Book Image

Pandas Cookbook

By : Theodore Petrou
Book Image

Pandas Cookbook

By: Theodore Petrou

Overview of this book

This book will provide you with unique, idiomatic, and fun recipes for both fundamental and advanced data manipulation tasks with pandas 0.20. Some recipes focus on achieving a deeper understanding of basic principles, or comparing and contrasting two similar operations. Other recipes will dive deep into a particular dataset, uncovering new and unexpected insights along the way. The pandas library is massive, and it's common for frequent users to be unaware of many of its more impressive features. The official pandas documentation, while thorough, does not contain many useful examples of how to piece together multiple commands like one would do during an actual analysis. This book guides you, as if you were looking over the shoulder of an expert, through practical situations that you are highly likely to encounter. Many advanced recipes combine several different features across the pandas 0.20 library to generate results.
Table of Contents (12 chapters)

Selecting a single column of data as a Series

A Series is a single column of data from a DataFrame. It is a single dimension of data, composed of just an index and the data.

Getting ready

This recipe examines two different syntaxes to select a Series, one with the indexing operator and the other using dot notation.

How to do it...

  1. Pass a column name as a string to the indexing operator to select a Series of data:
>>> movie = pd.read_csv('data/movie.csv')
>>> movie['director_name']
  1. Alternatively, you may use the dot notation to accomplish the same task:
>>> movie.director_name
  1. Inspect the Series anatomy:
  2. Verify that the output is a Series:
>>> type(movie['director_name'])
pandas.core.series.Series

How it works...
* * * * *
## Problem 1
Does the Pandas Cookbook page support each statement below? Answer yes or no for each and quote the words from the page that decide it.
(a) The recipe shows two different ways to select a Series.
(b) The official pandas documentation includes many useful examples of combining several commands during an analysis.
(c) The book's recipes are written for pandas 0.20.
## Problem 2
Can you resume the Pandas Cookbook page on selecting a single column as a Series, picking up after its final "How it works..." heading?

## Rows from a dataset
* * * * *
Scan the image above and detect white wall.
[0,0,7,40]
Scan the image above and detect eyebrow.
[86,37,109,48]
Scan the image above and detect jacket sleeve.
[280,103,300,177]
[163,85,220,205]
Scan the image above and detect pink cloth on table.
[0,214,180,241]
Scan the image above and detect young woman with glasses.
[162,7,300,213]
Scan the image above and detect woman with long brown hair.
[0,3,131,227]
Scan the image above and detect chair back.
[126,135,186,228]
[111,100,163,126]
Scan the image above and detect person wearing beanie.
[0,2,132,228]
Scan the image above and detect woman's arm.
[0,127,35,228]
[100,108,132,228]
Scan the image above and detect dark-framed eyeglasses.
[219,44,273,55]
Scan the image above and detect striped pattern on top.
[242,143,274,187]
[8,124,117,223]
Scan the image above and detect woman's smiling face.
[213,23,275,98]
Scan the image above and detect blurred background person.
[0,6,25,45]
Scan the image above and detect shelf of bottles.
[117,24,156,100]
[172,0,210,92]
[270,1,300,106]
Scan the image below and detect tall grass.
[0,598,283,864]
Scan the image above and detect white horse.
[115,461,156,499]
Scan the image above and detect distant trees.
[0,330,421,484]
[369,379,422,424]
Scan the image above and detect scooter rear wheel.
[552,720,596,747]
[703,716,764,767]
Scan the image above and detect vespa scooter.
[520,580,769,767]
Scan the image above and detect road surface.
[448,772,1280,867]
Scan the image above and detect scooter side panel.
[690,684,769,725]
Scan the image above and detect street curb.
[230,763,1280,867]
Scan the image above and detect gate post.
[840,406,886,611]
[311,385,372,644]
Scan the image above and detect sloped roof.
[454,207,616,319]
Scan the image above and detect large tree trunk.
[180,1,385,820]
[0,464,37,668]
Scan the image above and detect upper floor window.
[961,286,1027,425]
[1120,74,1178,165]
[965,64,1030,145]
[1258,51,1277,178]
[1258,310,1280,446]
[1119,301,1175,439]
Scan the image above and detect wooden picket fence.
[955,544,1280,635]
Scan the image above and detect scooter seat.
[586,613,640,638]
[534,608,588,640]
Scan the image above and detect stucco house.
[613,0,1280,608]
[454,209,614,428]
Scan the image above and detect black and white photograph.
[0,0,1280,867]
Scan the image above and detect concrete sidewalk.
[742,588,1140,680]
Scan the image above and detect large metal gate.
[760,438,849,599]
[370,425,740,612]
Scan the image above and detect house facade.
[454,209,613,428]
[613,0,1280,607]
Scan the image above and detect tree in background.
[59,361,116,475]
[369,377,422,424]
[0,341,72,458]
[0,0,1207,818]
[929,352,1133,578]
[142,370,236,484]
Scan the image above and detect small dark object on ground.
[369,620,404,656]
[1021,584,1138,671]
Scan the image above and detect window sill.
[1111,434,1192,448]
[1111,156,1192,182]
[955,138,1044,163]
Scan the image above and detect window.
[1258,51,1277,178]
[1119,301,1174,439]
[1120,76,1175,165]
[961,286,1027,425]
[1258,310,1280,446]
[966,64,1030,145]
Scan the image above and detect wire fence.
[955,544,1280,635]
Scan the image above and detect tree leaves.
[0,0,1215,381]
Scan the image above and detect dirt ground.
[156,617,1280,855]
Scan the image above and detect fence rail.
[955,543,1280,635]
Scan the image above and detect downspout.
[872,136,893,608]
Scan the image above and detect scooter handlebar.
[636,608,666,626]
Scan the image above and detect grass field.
* * * * *
## Response 1
(a) Yes: "This recipe examines two different syntaxes to select a Series, one with the indexing operator and the other using dot notation."
(b) No: "The official pandas documentation, while thorough, does not contain many useful examples of how to piece together multiple commands like one would do during an actual analysis."
(c) Yes: "data manipulation tasks with pandas 0.20"

## Response 2
Python has several built-in objects for containing data, such as lists, tuples, and dictionaries. All three of these objects use the indexing operator to select their data. DataFrames are more powerful and complex containers of data, but they too use the indexing operator as the primary means to select data. Passing a single string to the DataFrame indexing operator returns a Series.

The visual output of the Series is less stylized than the DataFrame. It represents a single column of data. Along with the index and values, the output displays the name, length, and data type of the Series.

Alternatively, while not recommended and subject to error, a column of data may be accessed using the dot notation with the column name as an attribute. Although it works with this particular example, it is not best practice and is prone to error and misuse. Column names with spaces or special characters cannot be accessed in this manner. This operation would have failed if the column name was director name. Column names that collide with DataFrame methods, such as count, also fail to be selected correctly using the dot notation. Assigning new values or deleting columns with the dot notation might give unexpected results. Because of this, using the dot notation to access columns should be avoided with production code.

There's more...

Why would anyone ever use the dot notation syntax if it causes trouble? Programmers are lazy, and there are fewer characters to type. But mainly, it is extremely handy when you want to have the autocomplete intelligence available. For this reason, column selection by dot notation will sometimes be used in this book. The autocomplete intelligence is fantastic for helping you become aware of all the possible attributes and methods available to an object.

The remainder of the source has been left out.